====== TEXT PASSAGE

Segregated line-ups for vaccinated and unvaccinated international arrivals at Vancouver International Airport. Photo by Andrew Aziz. (Source)

The English and French versions are self-explanatory.

The Chinese notices are hyperexplicit:

wèi wánchéng xīnguān yìmiáo quánchéng jiēzhòng de lǚkè
Passengers who have not completed the full course of novel coronavirus vaccination

yǐ wánchéng xīnguān yìmiáo quánchéng jiēzhòng de lǚkè
Passengers who have already completed the full course of novel coronavirus vaccination

There must be some burning motivation or powerful explanation for the stark difference between the French and English versions on the one hand and the Chinese version on the other hand.  I think I have an idea of what the reason is, but would like to hear from LL readers first.

Selected readings

[Thanks to Nicholas Tursi]


  1. A1987dM said,

    July 26, 2021 @ 4:58 pm

    Writing that much detail in English or French would take up too much space on the signs?

  2. Bathrobe said,

    July 26, 2021 @ 5:21 pm

    I would argue that the English and French are insufficiently explicit. First, they assume readers know what vaccination is being referred to. This is reasonable as you would have to be living under a rock not to know about covid. The second is that English and French don’t mention the possibility of a third alternative: partially vaccinated. The two signs side by side imply that not having undergone the full course of vaccination (two shots) means you are “unvaccinated”, but that is actually not fully logical.

============

PROBLEM 1
Copy the passage from the airport sign post word for word, starting at "Selected readings" and ending at "on the signs?".
PROBLEM 2
Answer these questions about the airport sign post:
(a) At which airport are the line-ups shown?
(b) Who took the photo?
(c) What third alternative does Bathrobe say the English and French signs fail to mention?
PROBLEM 3
Write the next part of the post and comments about the Vancouver airport signs, picking up after the last sentence given.

====== GIVEN RECORDS

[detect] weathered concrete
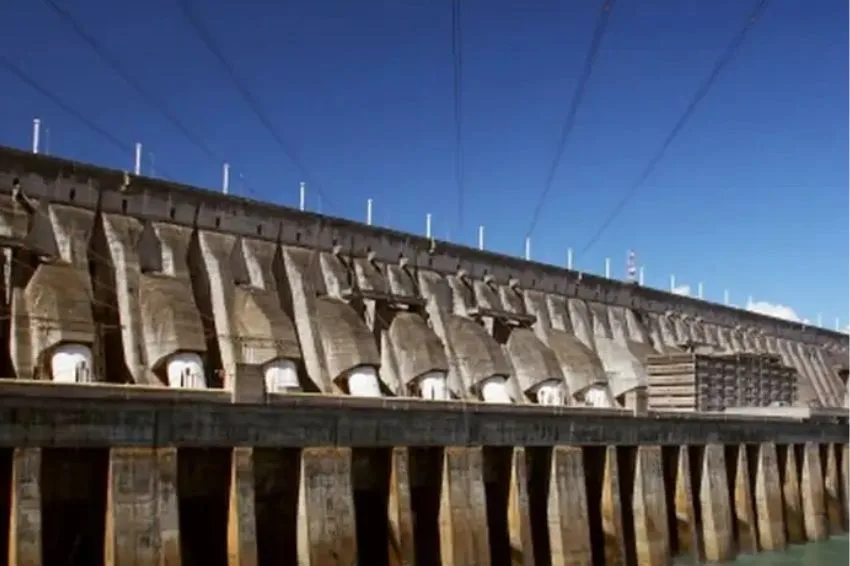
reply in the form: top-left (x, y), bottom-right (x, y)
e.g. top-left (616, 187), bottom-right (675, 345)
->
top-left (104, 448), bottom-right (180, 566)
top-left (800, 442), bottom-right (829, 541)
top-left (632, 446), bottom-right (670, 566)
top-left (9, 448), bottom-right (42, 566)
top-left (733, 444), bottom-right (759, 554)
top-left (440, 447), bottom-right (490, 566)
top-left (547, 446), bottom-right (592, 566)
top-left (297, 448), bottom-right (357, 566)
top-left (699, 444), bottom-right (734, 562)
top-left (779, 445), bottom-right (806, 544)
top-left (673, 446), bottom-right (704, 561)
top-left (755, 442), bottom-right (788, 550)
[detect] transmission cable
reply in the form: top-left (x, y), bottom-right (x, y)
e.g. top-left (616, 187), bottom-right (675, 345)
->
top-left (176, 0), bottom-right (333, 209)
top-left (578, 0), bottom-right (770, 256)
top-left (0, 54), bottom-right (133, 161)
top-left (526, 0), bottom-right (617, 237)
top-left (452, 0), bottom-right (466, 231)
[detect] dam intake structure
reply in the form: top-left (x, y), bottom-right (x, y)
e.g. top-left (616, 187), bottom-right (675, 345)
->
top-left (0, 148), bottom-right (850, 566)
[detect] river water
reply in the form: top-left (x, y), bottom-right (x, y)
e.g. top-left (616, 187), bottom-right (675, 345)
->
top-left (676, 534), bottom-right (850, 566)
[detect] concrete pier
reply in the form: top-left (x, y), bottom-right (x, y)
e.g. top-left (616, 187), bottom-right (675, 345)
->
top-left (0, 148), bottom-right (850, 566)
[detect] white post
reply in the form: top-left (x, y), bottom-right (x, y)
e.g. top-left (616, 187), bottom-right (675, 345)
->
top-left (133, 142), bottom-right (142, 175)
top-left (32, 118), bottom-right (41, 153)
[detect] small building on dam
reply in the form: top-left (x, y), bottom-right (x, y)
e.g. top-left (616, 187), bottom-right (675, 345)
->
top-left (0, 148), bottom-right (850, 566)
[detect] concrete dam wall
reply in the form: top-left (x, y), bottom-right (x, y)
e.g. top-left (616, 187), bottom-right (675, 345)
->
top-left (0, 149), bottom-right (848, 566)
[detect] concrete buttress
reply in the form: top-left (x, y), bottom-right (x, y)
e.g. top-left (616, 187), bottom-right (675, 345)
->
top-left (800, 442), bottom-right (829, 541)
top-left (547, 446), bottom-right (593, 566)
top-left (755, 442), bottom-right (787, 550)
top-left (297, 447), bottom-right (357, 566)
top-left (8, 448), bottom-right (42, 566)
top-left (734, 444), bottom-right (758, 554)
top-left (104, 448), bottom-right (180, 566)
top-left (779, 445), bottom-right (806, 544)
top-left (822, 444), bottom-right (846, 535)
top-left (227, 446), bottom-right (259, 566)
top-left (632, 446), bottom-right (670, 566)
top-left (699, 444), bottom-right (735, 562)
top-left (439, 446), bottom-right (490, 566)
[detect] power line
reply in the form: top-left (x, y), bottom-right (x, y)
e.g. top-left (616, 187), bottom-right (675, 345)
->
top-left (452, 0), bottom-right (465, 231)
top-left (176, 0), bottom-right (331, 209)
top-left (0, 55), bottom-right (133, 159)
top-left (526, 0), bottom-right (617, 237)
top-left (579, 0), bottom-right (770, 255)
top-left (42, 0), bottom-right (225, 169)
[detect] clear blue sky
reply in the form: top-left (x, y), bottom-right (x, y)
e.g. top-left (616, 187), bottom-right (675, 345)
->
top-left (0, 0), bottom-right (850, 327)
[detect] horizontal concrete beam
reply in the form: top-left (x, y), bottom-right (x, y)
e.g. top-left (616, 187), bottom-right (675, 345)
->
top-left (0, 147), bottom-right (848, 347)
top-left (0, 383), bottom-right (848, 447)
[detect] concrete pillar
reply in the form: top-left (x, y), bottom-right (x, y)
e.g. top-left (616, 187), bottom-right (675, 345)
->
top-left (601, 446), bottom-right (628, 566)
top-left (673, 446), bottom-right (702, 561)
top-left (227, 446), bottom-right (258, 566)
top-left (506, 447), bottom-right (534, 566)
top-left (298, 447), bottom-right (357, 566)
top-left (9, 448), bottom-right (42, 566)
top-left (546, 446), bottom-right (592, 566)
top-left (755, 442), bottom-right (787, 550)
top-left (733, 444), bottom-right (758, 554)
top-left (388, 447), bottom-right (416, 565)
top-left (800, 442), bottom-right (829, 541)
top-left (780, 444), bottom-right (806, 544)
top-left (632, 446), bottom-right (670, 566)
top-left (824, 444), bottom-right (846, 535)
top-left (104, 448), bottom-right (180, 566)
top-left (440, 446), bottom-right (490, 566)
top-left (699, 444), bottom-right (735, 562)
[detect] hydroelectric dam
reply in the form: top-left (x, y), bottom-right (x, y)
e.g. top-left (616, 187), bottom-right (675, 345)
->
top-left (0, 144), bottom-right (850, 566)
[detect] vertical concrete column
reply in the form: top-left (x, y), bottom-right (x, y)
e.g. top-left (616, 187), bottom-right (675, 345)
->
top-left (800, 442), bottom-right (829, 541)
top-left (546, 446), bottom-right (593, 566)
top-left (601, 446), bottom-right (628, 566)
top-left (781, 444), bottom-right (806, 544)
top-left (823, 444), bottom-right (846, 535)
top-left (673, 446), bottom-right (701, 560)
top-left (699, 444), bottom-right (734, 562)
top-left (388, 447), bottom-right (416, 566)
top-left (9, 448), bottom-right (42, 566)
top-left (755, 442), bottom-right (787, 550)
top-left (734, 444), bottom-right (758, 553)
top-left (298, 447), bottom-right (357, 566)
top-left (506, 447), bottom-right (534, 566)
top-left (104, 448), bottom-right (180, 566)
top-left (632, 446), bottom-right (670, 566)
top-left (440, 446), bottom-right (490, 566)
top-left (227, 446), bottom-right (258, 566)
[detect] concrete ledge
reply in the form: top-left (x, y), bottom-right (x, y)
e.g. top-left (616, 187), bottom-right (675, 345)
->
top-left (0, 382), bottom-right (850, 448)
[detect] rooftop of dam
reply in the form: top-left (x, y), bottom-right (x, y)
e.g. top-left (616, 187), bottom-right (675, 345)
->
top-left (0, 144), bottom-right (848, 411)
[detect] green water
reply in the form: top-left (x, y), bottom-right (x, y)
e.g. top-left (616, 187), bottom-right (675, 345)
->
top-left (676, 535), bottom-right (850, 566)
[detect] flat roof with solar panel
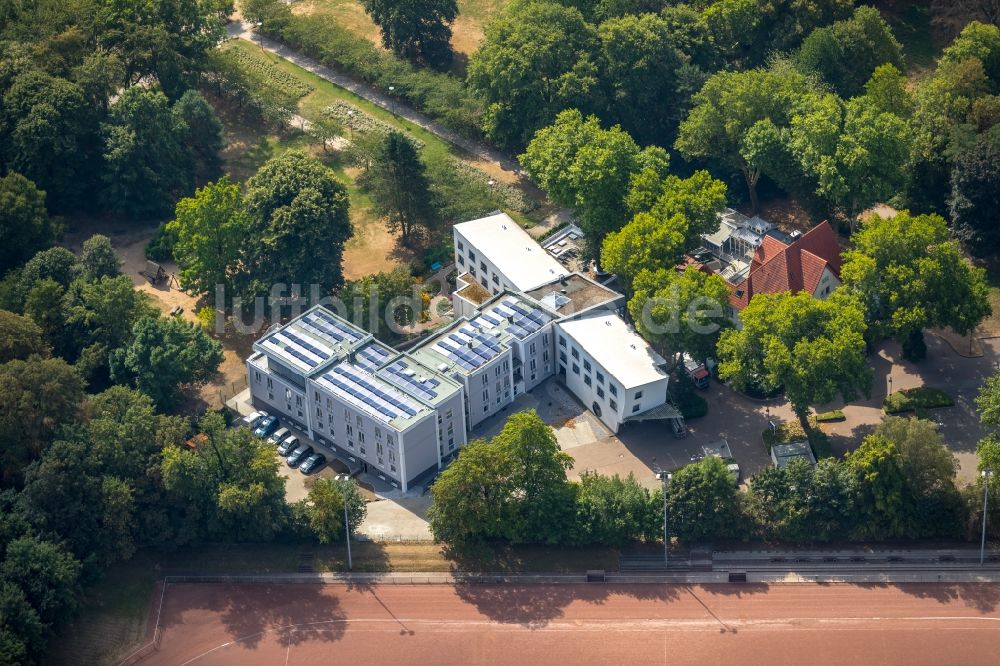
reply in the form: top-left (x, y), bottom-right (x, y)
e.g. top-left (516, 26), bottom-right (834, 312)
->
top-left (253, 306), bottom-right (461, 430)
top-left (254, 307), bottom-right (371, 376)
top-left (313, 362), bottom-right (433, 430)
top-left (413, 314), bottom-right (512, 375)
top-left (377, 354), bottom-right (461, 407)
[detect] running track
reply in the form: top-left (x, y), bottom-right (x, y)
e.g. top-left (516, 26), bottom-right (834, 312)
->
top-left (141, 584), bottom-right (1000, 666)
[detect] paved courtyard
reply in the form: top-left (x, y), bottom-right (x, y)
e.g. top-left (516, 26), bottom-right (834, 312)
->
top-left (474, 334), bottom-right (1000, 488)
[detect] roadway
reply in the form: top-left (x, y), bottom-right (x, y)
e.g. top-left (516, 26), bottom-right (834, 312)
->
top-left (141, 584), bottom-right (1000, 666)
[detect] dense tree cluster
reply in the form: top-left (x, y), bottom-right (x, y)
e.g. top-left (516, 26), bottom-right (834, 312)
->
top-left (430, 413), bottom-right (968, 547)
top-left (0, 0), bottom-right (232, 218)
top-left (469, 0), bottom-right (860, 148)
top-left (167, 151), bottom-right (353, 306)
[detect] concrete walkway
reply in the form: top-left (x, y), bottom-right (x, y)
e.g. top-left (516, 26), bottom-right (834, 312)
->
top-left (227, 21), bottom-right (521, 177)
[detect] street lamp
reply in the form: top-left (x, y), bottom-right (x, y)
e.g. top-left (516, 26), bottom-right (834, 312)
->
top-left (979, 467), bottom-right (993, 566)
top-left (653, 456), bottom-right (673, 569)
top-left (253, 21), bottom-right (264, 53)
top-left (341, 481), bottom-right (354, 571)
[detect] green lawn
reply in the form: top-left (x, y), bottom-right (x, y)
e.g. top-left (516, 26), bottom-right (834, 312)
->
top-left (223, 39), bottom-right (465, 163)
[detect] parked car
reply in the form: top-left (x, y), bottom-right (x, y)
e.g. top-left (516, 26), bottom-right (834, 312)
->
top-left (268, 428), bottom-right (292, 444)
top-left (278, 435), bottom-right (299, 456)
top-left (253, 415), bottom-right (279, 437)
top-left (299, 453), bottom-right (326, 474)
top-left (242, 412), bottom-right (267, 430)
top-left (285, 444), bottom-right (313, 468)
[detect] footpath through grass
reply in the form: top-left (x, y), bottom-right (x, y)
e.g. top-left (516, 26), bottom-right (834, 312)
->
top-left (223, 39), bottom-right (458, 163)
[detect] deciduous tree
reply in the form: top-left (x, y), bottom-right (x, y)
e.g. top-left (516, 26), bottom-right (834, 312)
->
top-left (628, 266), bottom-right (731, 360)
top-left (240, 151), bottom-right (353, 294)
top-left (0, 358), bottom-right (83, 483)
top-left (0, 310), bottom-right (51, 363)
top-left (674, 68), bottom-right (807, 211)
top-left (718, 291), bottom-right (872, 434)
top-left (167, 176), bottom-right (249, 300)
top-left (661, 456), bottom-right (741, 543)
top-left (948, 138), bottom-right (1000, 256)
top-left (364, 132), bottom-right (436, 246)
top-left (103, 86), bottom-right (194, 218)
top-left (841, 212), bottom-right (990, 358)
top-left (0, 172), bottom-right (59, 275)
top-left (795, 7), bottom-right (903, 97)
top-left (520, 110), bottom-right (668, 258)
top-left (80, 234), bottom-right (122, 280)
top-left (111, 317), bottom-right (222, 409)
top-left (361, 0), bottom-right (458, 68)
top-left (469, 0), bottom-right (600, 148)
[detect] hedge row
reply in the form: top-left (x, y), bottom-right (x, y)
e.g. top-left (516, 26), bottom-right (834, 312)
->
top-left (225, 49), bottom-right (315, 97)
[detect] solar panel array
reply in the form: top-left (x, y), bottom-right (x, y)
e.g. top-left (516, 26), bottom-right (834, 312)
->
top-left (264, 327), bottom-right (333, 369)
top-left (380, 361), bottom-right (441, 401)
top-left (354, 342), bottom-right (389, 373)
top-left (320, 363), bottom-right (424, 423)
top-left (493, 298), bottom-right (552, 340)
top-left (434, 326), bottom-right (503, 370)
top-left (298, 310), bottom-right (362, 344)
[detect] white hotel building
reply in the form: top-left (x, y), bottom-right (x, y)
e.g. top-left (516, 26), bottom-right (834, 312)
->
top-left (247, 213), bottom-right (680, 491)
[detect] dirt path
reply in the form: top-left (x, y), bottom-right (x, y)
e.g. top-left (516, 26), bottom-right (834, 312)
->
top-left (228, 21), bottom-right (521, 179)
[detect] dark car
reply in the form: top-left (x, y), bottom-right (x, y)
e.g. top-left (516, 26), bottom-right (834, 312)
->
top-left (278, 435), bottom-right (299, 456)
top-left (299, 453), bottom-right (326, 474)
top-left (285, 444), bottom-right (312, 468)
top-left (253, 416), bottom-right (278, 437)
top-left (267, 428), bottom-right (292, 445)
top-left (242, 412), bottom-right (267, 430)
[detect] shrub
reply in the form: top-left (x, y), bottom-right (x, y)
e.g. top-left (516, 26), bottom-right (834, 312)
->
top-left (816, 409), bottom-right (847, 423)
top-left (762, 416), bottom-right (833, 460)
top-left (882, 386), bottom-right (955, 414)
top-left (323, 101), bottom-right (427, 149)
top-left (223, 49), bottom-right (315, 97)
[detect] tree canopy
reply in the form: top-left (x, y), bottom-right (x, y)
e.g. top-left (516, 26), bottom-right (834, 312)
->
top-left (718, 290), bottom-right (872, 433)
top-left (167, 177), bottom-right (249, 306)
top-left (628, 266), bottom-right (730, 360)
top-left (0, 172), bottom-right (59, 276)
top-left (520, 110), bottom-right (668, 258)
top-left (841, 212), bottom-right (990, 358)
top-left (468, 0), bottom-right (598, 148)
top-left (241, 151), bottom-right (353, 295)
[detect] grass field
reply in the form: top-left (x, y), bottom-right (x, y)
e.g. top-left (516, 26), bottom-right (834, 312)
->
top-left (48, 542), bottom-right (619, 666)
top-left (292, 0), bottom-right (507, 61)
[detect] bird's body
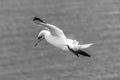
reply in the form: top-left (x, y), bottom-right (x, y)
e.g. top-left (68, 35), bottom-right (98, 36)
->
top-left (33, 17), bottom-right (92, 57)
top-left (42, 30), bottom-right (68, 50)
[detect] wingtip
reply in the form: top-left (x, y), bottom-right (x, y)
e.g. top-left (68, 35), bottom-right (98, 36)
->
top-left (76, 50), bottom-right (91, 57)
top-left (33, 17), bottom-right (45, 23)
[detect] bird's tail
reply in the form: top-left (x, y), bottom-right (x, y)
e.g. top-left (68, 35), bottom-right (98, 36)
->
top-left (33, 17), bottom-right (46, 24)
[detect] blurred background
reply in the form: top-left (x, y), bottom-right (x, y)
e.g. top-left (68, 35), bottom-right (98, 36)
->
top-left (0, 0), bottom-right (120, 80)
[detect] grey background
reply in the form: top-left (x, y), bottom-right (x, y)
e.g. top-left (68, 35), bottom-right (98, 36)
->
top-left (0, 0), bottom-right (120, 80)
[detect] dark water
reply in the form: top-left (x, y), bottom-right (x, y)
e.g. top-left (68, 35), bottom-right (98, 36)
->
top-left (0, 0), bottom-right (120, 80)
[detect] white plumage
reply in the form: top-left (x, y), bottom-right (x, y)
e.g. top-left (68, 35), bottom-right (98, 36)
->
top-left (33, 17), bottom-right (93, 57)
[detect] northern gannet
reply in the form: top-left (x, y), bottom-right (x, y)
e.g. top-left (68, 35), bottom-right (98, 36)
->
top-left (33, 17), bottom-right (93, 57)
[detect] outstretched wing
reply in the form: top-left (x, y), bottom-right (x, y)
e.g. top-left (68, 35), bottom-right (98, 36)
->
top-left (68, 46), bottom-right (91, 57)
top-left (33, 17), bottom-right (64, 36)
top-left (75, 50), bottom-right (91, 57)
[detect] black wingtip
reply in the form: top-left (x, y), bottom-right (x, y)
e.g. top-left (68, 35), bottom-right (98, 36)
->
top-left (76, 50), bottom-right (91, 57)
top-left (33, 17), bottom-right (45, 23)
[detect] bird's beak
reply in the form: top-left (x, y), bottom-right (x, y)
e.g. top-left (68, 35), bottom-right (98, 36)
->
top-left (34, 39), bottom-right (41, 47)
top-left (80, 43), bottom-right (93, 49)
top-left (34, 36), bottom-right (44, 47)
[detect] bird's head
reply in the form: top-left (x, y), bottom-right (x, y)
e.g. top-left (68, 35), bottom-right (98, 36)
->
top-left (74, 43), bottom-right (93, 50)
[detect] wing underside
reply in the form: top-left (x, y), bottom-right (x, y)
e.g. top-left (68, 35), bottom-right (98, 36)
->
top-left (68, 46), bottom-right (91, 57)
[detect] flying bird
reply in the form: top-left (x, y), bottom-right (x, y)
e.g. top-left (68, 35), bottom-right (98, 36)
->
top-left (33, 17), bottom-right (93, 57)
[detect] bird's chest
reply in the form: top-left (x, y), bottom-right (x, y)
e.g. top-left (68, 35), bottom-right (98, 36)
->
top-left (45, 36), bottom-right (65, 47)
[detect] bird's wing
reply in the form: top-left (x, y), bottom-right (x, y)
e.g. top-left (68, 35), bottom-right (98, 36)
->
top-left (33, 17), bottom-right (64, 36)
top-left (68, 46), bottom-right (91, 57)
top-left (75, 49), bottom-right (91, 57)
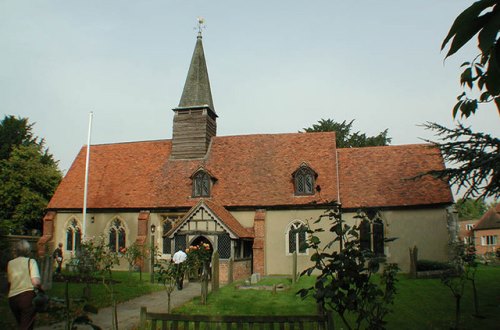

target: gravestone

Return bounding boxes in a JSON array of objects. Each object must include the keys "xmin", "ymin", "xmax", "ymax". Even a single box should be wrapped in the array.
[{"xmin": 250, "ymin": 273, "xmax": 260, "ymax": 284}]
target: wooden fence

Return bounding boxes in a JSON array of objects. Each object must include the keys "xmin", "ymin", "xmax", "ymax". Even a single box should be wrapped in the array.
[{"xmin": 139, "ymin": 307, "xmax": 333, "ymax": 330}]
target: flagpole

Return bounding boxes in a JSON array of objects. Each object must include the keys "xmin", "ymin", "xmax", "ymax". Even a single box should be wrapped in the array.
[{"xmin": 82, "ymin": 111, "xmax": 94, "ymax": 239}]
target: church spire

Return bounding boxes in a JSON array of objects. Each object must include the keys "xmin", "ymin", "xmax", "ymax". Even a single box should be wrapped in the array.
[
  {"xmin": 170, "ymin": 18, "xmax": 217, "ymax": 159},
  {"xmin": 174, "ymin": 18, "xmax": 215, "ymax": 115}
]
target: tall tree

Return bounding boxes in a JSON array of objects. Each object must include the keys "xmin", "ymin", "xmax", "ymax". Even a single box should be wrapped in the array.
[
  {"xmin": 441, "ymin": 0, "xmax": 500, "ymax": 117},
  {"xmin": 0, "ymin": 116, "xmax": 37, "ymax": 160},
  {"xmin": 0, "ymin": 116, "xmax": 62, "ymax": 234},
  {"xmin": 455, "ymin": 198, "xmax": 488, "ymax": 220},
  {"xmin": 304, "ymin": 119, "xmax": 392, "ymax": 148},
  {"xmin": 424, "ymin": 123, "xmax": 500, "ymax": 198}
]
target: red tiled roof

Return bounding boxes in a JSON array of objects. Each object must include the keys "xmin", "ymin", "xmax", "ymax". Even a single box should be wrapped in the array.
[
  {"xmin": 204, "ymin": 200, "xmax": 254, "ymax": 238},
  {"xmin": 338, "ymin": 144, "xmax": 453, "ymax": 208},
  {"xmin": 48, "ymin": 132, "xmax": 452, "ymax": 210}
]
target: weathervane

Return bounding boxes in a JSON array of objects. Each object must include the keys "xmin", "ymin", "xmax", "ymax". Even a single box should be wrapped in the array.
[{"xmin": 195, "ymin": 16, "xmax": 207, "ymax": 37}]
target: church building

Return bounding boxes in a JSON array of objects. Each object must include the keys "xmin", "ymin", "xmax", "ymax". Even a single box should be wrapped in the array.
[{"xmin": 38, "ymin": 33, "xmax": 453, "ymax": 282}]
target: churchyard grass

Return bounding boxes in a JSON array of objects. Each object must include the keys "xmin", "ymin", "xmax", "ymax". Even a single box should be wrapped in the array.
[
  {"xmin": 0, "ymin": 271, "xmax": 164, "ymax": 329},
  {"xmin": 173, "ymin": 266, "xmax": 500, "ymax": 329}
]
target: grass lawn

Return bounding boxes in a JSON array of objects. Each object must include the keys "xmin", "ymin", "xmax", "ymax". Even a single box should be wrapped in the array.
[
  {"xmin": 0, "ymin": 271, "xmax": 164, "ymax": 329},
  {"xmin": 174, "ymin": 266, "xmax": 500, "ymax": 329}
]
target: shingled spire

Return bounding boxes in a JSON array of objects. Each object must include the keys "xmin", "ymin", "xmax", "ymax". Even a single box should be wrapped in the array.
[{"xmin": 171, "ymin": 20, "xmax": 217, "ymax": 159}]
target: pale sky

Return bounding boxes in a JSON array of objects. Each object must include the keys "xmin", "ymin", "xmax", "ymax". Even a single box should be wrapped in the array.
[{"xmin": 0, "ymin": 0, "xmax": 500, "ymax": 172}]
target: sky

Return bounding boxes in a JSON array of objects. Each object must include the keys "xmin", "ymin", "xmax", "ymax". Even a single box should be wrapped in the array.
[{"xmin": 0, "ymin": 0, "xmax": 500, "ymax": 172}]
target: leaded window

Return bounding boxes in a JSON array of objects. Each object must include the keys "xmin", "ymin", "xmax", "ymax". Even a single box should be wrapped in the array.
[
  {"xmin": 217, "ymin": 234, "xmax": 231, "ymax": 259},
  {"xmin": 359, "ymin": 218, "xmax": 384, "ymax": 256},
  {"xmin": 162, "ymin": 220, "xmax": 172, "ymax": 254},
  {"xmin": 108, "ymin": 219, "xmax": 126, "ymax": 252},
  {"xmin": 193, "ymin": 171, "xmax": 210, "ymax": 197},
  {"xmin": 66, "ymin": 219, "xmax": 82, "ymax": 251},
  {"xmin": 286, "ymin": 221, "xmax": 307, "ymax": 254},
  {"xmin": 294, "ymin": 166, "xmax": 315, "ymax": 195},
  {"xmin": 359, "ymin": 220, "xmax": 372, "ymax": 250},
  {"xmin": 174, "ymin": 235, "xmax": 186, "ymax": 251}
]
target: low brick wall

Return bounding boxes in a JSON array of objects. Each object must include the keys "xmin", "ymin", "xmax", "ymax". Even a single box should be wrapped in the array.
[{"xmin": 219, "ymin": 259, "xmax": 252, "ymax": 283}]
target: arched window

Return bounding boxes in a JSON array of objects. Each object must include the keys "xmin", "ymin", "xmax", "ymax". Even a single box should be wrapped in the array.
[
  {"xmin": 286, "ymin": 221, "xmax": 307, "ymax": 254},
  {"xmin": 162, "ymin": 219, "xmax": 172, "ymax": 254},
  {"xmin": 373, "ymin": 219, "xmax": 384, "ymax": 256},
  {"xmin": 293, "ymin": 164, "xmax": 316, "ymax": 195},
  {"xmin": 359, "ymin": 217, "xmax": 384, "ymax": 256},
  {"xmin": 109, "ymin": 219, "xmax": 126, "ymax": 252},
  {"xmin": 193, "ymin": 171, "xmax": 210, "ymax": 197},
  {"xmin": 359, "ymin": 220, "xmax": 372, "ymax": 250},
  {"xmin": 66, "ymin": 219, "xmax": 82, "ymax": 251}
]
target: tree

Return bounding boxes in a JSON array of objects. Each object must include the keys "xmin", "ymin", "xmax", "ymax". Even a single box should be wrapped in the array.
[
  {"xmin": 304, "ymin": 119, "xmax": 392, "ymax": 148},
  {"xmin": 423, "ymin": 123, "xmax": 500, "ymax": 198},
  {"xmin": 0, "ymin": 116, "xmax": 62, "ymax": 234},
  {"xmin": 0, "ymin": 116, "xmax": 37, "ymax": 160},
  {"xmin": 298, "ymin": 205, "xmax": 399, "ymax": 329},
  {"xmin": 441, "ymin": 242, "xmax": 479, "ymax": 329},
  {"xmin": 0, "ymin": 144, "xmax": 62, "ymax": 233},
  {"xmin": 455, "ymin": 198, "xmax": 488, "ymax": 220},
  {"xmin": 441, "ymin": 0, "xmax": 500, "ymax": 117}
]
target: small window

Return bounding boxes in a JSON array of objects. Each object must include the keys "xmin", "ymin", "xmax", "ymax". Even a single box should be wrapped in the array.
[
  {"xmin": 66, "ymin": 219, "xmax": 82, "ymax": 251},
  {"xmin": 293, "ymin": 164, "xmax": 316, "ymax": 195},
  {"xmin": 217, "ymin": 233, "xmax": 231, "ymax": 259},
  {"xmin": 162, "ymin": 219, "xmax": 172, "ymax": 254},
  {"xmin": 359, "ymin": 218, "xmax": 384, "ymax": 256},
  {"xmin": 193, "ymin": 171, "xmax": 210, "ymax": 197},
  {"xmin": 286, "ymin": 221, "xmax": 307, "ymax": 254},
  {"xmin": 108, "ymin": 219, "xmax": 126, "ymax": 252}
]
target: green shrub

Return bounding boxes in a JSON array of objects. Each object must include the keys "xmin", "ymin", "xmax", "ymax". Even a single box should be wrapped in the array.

============

EXERCISE OUTPUT 1
Selected readings

[Thanks to Nicholas Tursi]


  1. A1987dM said,

    July 26, 2021 @ 4:58 pm

    Writing that much detail in English or French would take up too much space on the signs?

EXERCISE OUTPUT 2
(a) Vancouver International Airport
(b) Andrew Aziz
(c) Partially vaccinated

EXERCISE OUTPUT 3
    The Chinese spells both of these out clearly. In addition there is the linguistic quirk that Chinese does not have recourse to past participles in cases like this. English uses “vaccinated “, French “vacciné”, allowing the use of an adverb (“fully”, “entièrement”). Chinese is forced to use the clumsy circumlocution “has completed the full course of vaccination”.

    There is probably a cultural factors behind this, too, i.e. an expectation that signage should be fully explicit to avoid misunderstanding. This applies to Japanese, too, which has been heavily influenced by Chinese. I suspect that if the airport had a sign in Japanese it would be similarly worded.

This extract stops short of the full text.